» Requirement: Please recast the lines below as a JSON list of strings, one string per line with blank lines left out. Begin at the line that has "Return one point per instance of the child's leg" and stop after the line that has "x=496 y=396".

═══

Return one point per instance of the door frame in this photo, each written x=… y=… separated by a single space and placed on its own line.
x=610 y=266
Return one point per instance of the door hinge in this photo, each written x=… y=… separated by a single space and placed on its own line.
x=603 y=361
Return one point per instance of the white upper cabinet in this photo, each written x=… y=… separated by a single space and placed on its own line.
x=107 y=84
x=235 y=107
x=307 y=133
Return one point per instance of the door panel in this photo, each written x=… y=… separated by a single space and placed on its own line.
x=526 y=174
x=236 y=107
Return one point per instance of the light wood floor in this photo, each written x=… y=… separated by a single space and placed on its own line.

═══

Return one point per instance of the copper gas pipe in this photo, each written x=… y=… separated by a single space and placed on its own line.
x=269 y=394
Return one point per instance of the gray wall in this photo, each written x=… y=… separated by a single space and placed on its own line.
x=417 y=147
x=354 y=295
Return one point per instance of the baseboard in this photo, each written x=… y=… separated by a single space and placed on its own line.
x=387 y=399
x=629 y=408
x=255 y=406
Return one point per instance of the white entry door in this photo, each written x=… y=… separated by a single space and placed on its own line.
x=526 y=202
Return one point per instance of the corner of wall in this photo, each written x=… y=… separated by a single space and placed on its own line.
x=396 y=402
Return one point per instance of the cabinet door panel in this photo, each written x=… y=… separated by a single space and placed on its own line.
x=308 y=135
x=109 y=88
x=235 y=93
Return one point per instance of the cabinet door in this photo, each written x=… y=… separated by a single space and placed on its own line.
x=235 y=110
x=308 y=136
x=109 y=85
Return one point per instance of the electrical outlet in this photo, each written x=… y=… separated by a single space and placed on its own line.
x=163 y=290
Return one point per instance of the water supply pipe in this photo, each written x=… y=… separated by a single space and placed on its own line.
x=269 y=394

═══

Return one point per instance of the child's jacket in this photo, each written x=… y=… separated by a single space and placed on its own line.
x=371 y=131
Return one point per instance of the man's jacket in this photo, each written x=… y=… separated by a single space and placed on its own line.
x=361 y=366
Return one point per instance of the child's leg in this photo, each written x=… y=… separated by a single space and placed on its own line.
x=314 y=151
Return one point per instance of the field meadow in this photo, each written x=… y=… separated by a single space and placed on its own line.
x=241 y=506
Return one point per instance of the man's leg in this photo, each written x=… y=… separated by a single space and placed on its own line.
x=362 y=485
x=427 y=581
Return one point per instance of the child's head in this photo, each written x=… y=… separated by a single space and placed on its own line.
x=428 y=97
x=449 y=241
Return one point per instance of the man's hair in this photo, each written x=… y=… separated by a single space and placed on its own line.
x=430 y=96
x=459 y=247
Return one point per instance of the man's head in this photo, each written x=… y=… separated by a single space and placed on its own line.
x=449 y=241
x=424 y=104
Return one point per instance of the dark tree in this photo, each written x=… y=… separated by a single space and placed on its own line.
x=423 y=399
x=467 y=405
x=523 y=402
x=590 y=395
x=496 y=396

═══

» Task response:
[
  "Return one point per instance of the child's leg in this photo, each written x=… y=… separated by a single space and placed on its own line.",
  "x=314 y=151",
  "Return one point per instance of the field meadow in this photo, each written x=… y=… separated by a single space and placed on its own line.",
  "x=241 y=506",
  "Return one point per instance of the man's leg in this photo, each written x=… y=… separated by a single space and placed on its own line.",
  "x=362 y=485",
  "x=427 y=581",
  "Return one point per instance of the child's head in this photo, each written x=… y=… separated by a single space and placed on its own line.",
  "x=428 y=97",
  "x=449 y=241",
  "Return one point per instance of the man's hair in this photo, each written x=… y=… separated by a single space and placed on its own line.",
  "x=430 y=96",
  "x=459 y=247",
  "Return one point per instance of the man's head in this photo, each written x=… y=… separated by a single space and placed on its own line.",
  "x=449 y=241",
  "x=424 y=104",
  "Return one point per instance of the dark tree in this photo, each written x=… y=… separated by a single space and placed on its own line.",
  "x=423 y=399",
  "x=467 y=405",
  "x=523 y=402",
  "x=590 y=395",
  "x=496 y=396"
]